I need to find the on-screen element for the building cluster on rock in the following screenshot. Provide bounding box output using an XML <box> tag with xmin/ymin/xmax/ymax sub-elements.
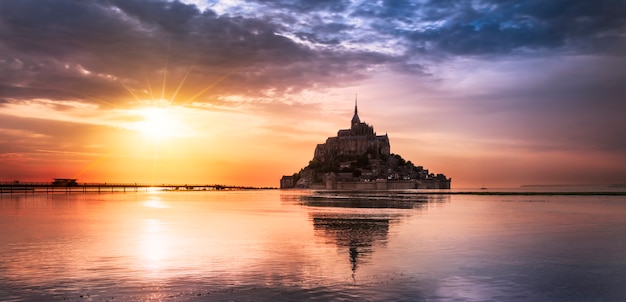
<box><xmin>280</xmin><ymin>100</ymin><xmax>451</xmax><ymax>190</ymax></box>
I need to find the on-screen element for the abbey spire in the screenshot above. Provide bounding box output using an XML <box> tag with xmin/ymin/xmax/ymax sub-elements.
<box><xmin>352</xmin><ymin>94</ymin><xmax>361</xmax><ymax>127</ymax></box>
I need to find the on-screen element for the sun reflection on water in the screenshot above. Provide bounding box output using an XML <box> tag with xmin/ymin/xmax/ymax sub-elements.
<box><xmin>143</xmin><ymin>198</ymin><xmax>169</xmax><ymax>209</ymax></box>
<box><xmin>138</xmin><ymin>219</ymin><xmax>169</xmax><ymax>274</ymax></box>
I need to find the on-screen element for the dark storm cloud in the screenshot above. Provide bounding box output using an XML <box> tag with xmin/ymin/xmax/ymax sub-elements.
<box><xmin>0</xmin><ymin>0</ymin><xmax>391</xmax><ymax>105</ymax></box>
<box><xmin>0</xmin><ymin>0</ymin><xmax>626</xmax><ymax>109</ymax></box>
<box><xmin>405</xmin><ymin>0</ymin><xmax>626</xmax><ymax>55</ymax></box>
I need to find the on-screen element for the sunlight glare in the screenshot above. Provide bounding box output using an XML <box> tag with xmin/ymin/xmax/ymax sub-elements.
<box><xmin>131</xmin><ymin>101</ymin><xmax>189</xmax><ymax>140</ymax></box>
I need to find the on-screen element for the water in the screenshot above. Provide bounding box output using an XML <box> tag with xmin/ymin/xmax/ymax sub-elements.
<box><xmin>0</xmin><ymin>190</ymin><xmax>626</xmax><ymax>301</ymax></box>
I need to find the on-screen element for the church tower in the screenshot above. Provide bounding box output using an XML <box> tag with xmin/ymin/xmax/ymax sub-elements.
<box><xmin>351</xmin><ymin>95</ymin><xmax>361</xmax><ymax>128</ymax></box>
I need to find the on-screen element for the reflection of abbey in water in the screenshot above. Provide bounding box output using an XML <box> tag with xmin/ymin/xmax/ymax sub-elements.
<box><xmin>280</xmin><ymin>100</ymin><xmax>451</xmax><ymax>190</ymax></box>
<box><xmin>313</xmin><ymin>215</ymin><xmax>389</xmax><ymax>273</ymax></box>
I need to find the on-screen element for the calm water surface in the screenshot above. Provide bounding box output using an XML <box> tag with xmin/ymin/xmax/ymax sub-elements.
════
**PROBLEM DESCRIPTION**
Gather each line in the entries above that contains the word "abbey", copying every such line in full. Treat case as significant.

**CORRECT OUTPUT**
I need to find the on-screen element for the abbey spire in the screenshot above. Provide bounding box output using an XML <box> tag with xmin/ymin/xmax/ymax sub-elements.
I need to find the on-screen element for the reflection of abbey in water in the screenshot above. Provide bounding box output using an XML <box> tag with xmin/ymin/xmax/ymax sub-elements.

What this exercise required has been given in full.